◆ EXERCISE TEXT ◆
The drive behind most every author who picks up a pen is the desire—some say the compulsion—to communicate, the greatest of human skills. While the origin of this force is the subject of debate, everyone who has tried to write a polished piece testifies to the baffling difficulty of the task. I call it “Milking the Sky;” there is nothing there and hands won’t work, in any case. Still, a source of nourishment must be brought into being.
The beginner has the right to feel forces are arrayed against her. In addition to the complexities of the craft and navigating the current tenor of thought in the market, she faces the Force of the Vacuum: no one knows that she has the ache to write; no one cares—except a spouse or mother, who love the idiosyncrasy as part of the person; no one congratulates her; the path of acquisition of these skills is elusive; the good fortune of “hitting the right time” is unknowable; and examples of excellent writing not finding a public voice abound. It is enough to make anyone retire before reaching any goal.
When work, voice and timing do yield publication, the vacuum subsides in reverse proportion to success. In particular, if one’s work receives little due, the vacuum can press forward in a more toxic form—“I’m still unknown, undercompensated, and unappreciated.” This sucks away the passion for launching another project, even when the published work or the unwritten one deserve a place at the writers’ banquet. Untold numbers of writers find themselves beached after mild success.

◆ WORK ITEM ◆
Continue the text about the difficulties writers face, picking up right after its final sentence.

Stored data entries

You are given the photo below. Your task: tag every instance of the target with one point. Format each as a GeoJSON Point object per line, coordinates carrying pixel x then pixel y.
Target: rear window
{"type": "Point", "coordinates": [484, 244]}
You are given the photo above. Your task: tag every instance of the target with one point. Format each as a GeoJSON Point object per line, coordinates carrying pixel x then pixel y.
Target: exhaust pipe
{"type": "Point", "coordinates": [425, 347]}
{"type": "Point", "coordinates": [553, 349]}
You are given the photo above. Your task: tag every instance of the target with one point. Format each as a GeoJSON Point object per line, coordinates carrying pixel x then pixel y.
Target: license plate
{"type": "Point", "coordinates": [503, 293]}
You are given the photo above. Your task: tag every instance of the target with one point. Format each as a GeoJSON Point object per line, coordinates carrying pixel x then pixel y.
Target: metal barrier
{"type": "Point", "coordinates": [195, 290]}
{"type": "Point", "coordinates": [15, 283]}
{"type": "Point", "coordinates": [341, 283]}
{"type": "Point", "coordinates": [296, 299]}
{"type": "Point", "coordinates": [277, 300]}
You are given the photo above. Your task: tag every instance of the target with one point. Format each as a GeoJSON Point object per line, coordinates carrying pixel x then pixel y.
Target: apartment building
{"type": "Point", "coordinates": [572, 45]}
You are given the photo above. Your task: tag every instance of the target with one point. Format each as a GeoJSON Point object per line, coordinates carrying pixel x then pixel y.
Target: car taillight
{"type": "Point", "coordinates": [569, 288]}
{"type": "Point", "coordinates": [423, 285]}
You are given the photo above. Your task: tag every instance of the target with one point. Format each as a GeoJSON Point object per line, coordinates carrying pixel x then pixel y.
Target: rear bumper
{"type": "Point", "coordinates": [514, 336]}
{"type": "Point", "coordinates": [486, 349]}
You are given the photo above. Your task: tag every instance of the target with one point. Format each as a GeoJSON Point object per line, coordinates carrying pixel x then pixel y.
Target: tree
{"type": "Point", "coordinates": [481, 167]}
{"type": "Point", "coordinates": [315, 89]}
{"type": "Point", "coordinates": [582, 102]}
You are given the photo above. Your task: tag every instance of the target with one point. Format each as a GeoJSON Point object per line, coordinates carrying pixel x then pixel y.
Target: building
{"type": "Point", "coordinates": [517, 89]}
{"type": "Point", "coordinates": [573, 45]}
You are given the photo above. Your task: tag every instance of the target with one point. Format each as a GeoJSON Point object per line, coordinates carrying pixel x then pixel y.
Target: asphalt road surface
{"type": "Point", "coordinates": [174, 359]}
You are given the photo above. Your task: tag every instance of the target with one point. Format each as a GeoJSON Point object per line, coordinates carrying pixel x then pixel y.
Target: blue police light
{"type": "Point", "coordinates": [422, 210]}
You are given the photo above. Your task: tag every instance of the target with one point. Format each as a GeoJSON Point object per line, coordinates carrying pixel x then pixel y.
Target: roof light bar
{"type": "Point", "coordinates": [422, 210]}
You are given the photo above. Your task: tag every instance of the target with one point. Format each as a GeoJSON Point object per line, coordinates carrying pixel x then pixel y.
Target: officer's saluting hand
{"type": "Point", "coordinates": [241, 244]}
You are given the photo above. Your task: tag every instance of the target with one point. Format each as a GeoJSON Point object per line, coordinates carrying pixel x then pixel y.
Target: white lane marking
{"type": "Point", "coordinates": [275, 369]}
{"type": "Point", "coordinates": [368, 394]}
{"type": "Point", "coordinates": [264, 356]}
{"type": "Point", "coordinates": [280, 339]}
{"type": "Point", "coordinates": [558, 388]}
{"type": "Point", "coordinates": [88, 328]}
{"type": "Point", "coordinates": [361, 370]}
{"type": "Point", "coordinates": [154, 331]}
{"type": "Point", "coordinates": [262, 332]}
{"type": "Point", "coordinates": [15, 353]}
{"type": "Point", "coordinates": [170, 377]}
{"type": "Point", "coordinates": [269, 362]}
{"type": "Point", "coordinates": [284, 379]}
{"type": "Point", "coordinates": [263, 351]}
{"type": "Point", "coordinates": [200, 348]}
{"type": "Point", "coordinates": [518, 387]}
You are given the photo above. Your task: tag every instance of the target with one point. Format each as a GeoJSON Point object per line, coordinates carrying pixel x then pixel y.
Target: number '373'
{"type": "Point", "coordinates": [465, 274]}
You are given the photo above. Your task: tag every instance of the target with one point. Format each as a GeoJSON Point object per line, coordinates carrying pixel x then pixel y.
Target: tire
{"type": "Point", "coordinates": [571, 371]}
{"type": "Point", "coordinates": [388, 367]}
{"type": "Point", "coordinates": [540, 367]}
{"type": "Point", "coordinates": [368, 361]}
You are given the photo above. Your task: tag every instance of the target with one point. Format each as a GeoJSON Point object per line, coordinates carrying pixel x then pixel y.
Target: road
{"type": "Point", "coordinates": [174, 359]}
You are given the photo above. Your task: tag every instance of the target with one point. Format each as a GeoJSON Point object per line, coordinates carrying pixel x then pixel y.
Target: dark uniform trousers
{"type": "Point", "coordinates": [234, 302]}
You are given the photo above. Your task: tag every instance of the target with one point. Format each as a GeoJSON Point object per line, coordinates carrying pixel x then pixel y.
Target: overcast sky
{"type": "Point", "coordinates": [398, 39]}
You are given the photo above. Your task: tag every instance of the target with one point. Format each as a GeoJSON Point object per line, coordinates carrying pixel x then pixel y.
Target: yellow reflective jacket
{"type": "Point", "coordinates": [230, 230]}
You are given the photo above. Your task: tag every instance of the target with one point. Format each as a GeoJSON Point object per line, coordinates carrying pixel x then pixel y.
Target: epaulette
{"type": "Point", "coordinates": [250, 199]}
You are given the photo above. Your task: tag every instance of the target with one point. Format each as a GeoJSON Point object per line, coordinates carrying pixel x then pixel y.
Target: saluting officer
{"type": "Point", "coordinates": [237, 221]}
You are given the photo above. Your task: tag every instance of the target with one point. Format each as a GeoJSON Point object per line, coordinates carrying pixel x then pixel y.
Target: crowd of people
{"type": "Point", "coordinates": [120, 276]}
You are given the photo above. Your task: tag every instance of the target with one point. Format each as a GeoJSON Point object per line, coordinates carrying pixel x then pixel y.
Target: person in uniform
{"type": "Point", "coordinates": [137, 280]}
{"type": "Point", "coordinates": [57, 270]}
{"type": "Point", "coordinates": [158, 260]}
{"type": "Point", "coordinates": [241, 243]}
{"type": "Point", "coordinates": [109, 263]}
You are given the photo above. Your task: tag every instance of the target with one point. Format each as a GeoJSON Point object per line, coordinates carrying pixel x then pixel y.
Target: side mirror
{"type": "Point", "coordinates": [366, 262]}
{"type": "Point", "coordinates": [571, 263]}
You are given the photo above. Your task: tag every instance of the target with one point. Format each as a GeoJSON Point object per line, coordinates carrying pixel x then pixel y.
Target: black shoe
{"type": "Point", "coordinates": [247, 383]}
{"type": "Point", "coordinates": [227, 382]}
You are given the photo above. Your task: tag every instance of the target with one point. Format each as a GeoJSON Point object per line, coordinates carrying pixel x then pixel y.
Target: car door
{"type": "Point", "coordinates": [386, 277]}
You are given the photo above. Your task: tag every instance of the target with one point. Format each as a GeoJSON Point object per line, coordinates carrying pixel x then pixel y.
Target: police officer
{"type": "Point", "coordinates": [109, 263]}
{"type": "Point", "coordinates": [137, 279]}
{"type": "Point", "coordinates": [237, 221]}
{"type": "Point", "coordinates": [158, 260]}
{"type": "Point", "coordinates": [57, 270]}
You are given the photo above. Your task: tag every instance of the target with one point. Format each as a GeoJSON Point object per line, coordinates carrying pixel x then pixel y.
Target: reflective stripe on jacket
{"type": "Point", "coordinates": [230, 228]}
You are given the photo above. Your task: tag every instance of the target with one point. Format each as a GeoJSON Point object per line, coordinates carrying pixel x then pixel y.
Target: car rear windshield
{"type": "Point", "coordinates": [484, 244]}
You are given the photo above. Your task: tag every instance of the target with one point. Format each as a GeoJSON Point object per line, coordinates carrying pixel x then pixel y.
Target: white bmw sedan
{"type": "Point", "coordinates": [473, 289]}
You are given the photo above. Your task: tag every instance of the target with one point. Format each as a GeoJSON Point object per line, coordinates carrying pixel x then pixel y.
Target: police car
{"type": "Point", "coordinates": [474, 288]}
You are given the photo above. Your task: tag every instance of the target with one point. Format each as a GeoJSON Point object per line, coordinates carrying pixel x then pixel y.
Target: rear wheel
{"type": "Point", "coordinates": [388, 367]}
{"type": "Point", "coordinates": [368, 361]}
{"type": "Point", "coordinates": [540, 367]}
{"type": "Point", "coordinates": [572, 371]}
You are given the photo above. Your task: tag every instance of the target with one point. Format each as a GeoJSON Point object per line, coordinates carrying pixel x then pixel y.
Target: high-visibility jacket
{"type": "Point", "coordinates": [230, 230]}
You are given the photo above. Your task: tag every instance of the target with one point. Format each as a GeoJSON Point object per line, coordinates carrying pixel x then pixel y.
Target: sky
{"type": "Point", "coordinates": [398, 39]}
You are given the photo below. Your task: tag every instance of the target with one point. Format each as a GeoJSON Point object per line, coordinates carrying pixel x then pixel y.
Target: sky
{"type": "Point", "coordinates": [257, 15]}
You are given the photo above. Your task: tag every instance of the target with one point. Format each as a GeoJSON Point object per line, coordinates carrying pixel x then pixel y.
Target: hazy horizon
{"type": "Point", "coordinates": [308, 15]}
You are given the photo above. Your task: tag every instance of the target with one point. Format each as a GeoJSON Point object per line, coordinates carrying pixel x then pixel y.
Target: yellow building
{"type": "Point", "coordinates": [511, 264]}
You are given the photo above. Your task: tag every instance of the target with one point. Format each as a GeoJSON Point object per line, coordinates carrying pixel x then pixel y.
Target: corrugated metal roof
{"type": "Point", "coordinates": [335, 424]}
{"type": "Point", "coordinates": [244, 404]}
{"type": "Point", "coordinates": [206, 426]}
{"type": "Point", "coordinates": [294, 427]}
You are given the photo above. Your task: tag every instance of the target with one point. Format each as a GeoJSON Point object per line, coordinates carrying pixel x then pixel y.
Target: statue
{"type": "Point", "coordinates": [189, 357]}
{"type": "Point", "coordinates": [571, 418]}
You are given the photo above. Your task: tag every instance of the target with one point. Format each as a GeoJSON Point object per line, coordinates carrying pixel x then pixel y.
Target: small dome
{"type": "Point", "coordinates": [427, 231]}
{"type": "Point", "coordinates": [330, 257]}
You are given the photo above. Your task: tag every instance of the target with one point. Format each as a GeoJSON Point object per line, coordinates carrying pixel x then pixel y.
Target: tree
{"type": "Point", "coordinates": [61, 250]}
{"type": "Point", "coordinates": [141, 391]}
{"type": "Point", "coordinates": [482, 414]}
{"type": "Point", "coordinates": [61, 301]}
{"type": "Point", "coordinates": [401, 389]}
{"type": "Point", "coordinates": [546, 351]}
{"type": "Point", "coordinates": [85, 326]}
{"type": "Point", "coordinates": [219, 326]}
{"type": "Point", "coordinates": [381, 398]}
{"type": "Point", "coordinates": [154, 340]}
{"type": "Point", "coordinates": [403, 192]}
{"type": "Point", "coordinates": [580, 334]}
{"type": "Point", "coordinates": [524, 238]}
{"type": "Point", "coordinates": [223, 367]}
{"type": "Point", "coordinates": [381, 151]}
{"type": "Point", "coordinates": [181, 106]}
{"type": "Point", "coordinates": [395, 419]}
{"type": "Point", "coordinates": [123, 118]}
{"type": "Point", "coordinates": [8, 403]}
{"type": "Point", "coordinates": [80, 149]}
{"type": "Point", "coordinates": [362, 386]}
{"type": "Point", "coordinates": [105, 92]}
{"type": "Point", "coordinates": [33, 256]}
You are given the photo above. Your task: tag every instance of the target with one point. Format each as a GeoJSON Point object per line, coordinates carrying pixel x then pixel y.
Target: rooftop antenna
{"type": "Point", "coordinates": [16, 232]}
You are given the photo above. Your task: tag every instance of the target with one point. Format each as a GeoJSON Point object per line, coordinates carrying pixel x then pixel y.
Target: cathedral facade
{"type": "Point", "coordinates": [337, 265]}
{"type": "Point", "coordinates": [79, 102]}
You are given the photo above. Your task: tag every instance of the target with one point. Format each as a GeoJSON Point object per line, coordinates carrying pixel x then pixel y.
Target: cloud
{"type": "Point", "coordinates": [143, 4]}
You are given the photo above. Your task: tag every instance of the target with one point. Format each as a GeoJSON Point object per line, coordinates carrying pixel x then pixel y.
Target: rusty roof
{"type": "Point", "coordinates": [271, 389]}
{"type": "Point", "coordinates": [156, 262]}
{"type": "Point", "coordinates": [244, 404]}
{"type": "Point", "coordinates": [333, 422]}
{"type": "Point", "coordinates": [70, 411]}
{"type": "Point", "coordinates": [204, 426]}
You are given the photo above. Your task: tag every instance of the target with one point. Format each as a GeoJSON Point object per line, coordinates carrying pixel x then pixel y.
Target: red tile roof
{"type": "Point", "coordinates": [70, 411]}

◆ ANSWER SECTION ◆
Which image brings us to the Force of Tides. In place of the vacuum, the established author’s next projects must ride the ebb and flow of conditions beyond his control: the depth and quality of inspiration; the excellence of the work; the expectations of readers for a repeat or a risk; the timing of other works that may compare and steal thunder; the economy; technological changes (“the Talkies” crushed the careers of some silent film star, because viewers didn’t like the sound of their voice); the financial condition of the publishing house; the politics of editorial staff and owners.
In the face of each of these highs and lows, the established writer must find inspiration to work now that the original desire to communicate may feel largely hijacked by less meaningful players. Most writers suffer some defeats. Though the Force of the Vacuum has been vanquished, the agony of tides continues. The best and most confident continue to write. Some turn to selling real estate.
At last, a few fortunate writers succeed and remember to write from passion, giving up caring about the Force of Tides. Their work may or may not draw readers, but they have vanquished the forces that have killed most others. At this time, some write their best work.
And you thought writing was a piece of cake.